··· Text shown

Additionally you will need to use the shell script below to process each of the shards in parallel before the merging.

#!/bin/sh
BAM=$1
FASTA=$2
BIN=$3
TMP=tmp/job$$
mkdir -p $TMP
#set the maximum number of concurrent jobs at the number of available threads
NPROC=$(nproc)
#set the shard size

STEP=$((100*1000*1000))

#get the shard list using the script from the distribution mode documentation
#  SHARD_LIST=$(sh determine_shards.sh $BAM $STEP)
#run the python recipe on each shard in a single thread, with up
# to $(nproc) processes in parallel
sh determine_shards.sh $BAM $STEP | xargs -P $NPROC -I % sh -c -f \
  "$BIN/bin/sentieon driver -t 1 --shard % --temp_dir tmp -r $FASTA \
  -i $BAM --algo Python -- recipe.py Algo $TMP/%.out > $TMP/%.err 2>&1"
#determine the part files to be merged
parts=
for shard in $(sh determine_shards.sh $BAM $STEP); do
  parts="$parts $TMP/$shard.out"

······
··· Extracted information

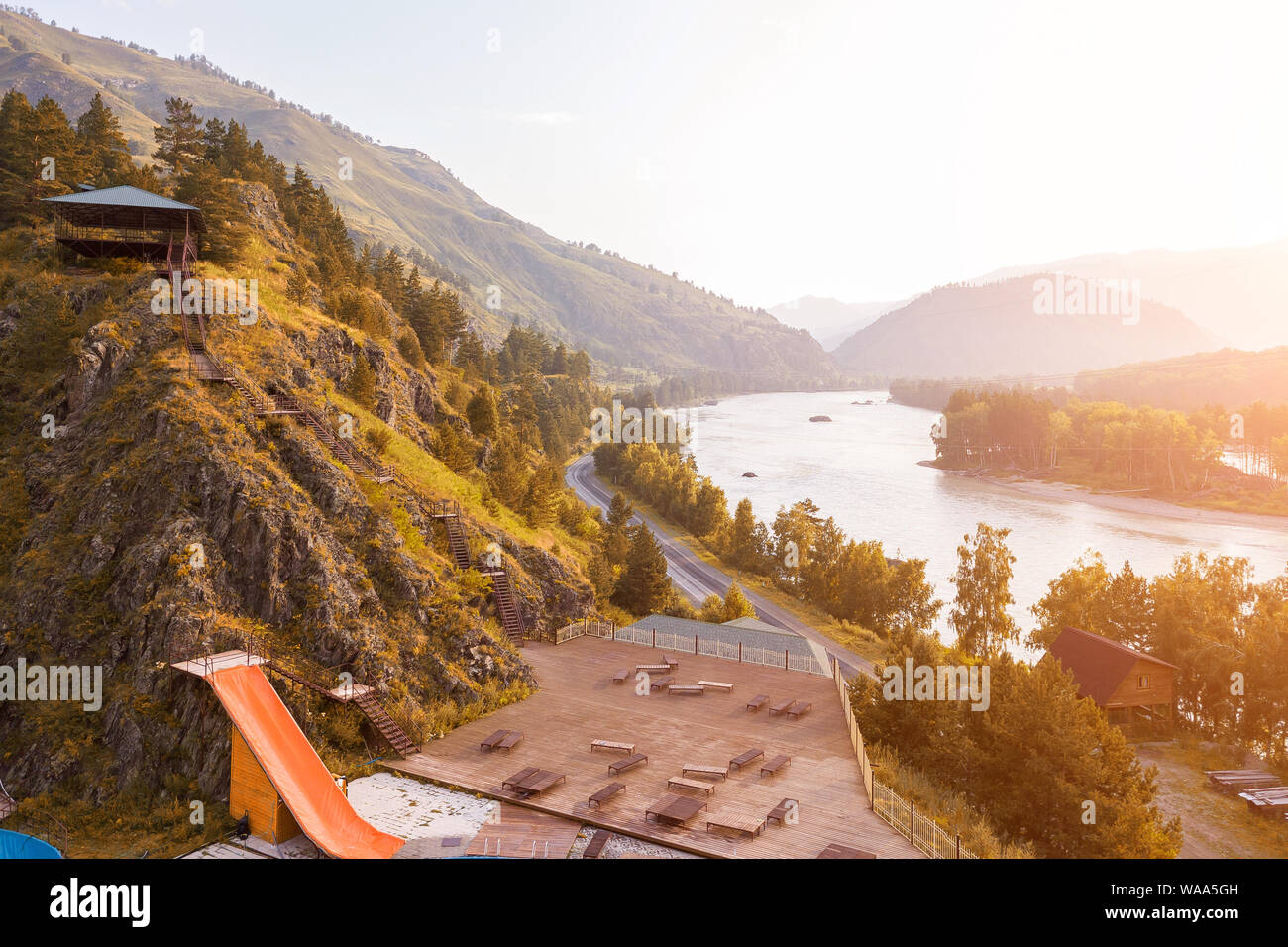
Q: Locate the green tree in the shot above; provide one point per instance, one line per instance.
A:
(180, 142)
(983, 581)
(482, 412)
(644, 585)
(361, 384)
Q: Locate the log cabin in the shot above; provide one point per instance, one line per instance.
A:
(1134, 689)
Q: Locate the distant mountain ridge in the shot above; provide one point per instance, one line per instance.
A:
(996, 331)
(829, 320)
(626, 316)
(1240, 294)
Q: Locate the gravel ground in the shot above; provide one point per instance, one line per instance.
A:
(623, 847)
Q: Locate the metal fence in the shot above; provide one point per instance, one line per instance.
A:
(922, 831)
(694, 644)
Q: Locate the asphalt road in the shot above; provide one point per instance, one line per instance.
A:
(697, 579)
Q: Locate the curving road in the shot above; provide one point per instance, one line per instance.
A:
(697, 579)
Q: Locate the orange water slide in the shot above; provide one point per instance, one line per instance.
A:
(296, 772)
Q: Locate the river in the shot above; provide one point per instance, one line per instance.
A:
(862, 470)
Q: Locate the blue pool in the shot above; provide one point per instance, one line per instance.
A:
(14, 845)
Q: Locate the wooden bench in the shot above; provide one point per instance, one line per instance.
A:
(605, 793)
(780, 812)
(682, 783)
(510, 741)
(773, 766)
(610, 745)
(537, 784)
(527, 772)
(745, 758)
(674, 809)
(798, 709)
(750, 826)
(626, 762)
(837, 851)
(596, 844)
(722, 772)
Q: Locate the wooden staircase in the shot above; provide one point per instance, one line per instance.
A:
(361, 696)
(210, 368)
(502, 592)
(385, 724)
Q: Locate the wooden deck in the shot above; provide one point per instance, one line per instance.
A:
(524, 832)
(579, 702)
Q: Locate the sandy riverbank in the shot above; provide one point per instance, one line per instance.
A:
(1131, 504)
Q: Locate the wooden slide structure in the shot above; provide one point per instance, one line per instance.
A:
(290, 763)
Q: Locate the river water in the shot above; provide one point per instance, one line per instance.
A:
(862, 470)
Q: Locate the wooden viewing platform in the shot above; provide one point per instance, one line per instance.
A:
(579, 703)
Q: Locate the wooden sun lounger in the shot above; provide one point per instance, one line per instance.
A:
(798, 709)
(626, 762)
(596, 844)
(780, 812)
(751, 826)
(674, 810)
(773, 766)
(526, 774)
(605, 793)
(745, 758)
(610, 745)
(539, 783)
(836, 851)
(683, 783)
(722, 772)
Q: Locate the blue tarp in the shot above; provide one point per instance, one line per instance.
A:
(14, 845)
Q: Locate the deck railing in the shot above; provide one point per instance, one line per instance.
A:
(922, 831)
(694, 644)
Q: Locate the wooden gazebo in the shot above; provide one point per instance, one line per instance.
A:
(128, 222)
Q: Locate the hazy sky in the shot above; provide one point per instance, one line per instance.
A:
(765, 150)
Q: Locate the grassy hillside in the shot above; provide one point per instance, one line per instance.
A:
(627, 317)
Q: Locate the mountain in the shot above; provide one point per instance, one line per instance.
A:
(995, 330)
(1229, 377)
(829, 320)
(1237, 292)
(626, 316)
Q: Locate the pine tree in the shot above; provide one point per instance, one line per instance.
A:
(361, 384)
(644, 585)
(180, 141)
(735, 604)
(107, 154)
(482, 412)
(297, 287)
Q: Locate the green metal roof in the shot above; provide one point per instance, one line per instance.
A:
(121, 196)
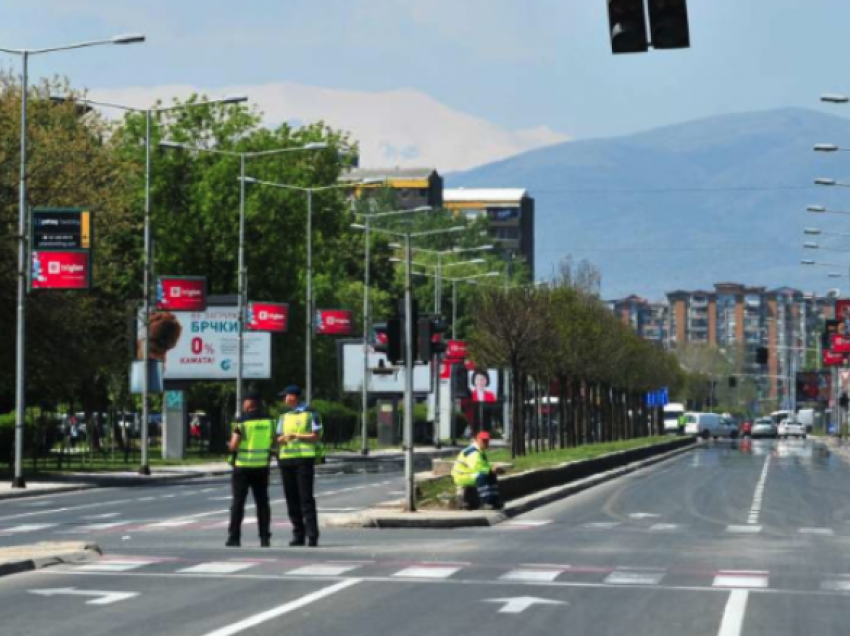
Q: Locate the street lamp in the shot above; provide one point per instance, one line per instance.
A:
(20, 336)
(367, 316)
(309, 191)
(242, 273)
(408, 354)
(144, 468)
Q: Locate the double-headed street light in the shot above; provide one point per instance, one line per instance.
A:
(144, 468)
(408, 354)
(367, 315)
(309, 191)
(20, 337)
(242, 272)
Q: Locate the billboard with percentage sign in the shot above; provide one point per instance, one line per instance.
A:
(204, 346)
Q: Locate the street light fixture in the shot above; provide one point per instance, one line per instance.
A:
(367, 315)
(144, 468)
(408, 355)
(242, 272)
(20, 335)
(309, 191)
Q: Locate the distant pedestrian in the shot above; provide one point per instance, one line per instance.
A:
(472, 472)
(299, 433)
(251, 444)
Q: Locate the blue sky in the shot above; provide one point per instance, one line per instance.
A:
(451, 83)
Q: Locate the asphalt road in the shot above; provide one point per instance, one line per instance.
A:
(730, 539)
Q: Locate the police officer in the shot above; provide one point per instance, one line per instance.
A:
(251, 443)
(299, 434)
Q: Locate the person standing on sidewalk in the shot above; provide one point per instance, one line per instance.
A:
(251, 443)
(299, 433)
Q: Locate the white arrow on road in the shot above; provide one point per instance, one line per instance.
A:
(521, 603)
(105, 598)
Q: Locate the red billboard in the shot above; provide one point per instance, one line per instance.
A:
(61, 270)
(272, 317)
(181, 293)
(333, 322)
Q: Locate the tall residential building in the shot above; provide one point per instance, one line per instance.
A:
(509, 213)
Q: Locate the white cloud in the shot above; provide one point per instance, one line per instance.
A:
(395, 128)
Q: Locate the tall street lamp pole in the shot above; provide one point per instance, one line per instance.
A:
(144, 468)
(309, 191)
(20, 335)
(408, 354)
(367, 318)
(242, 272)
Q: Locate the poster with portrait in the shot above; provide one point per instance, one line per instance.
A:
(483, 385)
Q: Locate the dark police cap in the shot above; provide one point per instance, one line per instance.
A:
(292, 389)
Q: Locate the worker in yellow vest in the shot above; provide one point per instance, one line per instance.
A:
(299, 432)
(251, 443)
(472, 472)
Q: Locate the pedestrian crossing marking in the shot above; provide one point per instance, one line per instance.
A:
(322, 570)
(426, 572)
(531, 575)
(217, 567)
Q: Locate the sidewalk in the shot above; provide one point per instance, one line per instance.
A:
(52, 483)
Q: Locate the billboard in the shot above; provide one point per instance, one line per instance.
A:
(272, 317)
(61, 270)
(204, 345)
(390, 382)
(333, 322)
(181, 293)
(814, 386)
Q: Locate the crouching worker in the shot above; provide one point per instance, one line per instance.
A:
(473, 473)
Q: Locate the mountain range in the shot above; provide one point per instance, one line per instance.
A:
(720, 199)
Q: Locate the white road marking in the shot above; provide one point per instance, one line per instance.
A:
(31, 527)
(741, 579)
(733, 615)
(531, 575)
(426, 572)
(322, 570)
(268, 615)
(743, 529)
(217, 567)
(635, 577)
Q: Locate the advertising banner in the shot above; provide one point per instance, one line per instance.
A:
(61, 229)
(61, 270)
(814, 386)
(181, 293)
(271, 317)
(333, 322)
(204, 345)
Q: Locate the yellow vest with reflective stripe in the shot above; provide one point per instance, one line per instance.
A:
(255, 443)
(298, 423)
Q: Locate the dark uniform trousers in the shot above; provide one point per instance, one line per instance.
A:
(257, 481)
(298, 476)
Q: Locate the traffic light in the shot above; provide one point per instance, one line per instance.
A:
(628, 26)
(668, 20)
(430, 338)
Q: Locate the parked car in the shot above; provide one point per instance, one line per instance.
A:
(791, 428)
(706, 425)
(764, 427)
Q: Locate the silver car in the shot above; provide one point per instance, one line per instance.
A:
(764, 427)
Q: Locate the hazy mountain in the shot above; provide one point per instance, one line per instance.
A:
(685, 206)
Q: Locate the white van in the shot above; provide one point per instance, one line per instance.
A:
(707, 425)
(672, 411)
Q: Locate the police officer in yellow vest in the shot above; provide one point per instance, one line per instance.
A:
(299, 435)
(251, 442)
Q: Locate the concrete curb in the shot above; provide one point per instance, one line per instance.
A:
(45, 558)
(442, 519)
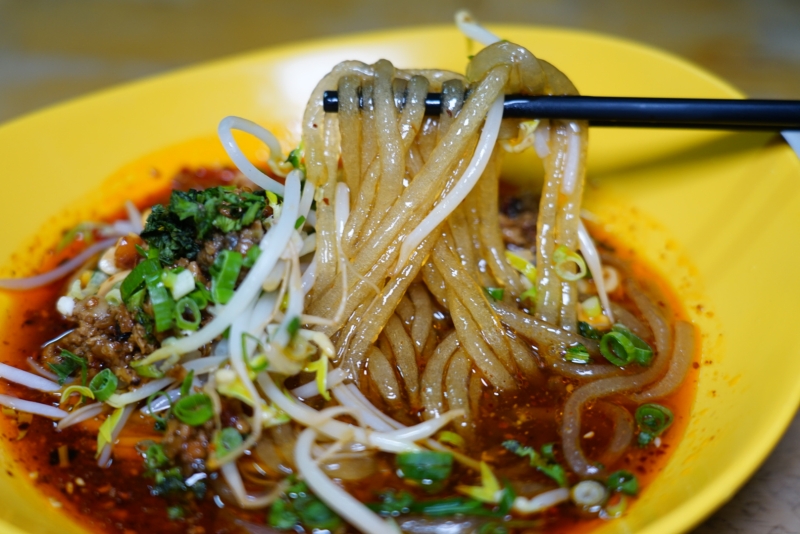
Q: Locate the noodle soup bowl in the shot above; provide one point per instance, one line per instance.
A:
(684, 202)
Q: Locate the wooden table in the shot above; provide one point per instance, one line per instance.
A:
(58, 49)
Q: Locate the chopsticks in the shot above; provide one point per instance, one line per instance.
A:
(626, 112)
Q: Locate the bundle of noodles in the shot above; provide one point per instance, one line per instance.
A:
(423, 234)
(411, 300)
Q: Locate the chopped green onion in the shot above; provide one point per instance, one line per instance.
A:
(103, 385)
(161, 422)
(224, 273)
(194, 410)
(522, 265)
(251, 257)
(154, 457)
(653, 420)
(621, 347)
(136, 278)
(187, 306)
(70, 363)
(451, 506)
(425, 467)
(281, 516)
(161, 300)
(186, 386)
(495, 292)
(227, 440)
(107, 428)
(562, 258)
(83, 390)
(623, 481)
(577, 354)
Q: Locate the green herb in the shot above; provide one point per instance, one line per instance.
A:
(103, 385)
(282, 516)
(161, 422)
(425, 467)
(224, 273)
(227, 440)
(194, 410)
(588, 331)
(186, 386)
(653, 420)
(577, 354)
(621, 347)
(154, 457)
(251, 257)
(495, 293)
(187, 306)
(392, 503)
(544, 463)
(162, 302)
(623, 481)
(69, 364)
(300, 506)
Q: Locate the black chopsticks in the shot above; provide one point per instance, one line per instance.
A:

······

▸ **To do**:
- a) Translate this sentence from the sharding script into Spanish: "Additionally you will need to use the shell script below to process each of the shards in parallel before the merging."
- b) Retype everything in the sharding script from "Additionally you will" down to "STEP=$((100*1000*1000))".
- c) Extend the sharding script from the point where it stops.
These rows were taken from a different source than the sharding script.

▸ **Outputs for the tasks**:
- a) Además, necesitará usar el script de shell que aparece a continuación para procesar cada uno de los fragmentos en paralelo antes de la fusión.

- b)
Additionally you will need to use the shell script below to process each of the shards in parallel before the merging.

#!/bin/sh
BAM=$1
FASTA=$2
BIN=$3
TMP=tmp/job$$
mkdir -p $TMP
#set the maximum number of concurrent jobs at the number of available threads
NPROC=$(nproc)
#set the shard size

STEP=$((100*1000*1000))

- c)
done
#merge the results, you may need to do a boundary aware merge using the python recipe
$BIN/bin/sentieon driver --temp_dir tmp -r $FASTA --passthru --algo Python \
  -- recipe.py Algo --merge output_merge $parts
rm -fr $TMP

Appendix II. More details on Context object

The sentieon.Context object has the following attributes, depending on the class:

attribute

class

meaning

mode

both

The operation mode. The possible values are: traversal, traversal-sharded and non-traversal.

extension

both

A tuple that specifies the left and right extension (in bp) to the read cache.

fragment

engine

A list of 3 numbers (chromosome,start,end), identifying the current fragment; this attribute is read-only.

config

engine

A list of 3 numbers (chromosome,0,length) , identifying the current contig; this attribute is read-only.

read_groups

both

A list of all read groups; this attribute is read-only.

The sentieon.Context object has the following methods, depending on the class:

attribute

class

meaning

advance(start)

engine

Method to advance the trailing edge of the read cache sliding window to s.

fetch_ref(start, end)

engine

Method to fetch the reference sequence at [start,end]. The result is a string.

fetch_ref(chr, start, end)

algo

Method to fetch the reference sequence at [s,e] on chr

fetch_reads(start, end, [filter])

engine

Method to fetch the reads at [start,end) with an optional filter; the filter is a set of SAM flags bits.

fetch_reads(chr, start, end, [filter])

algo

Method to fetch the reads at [start, end) with an optional filter; the filter is a set of SAM flags bits.

coverage(start, end, reads)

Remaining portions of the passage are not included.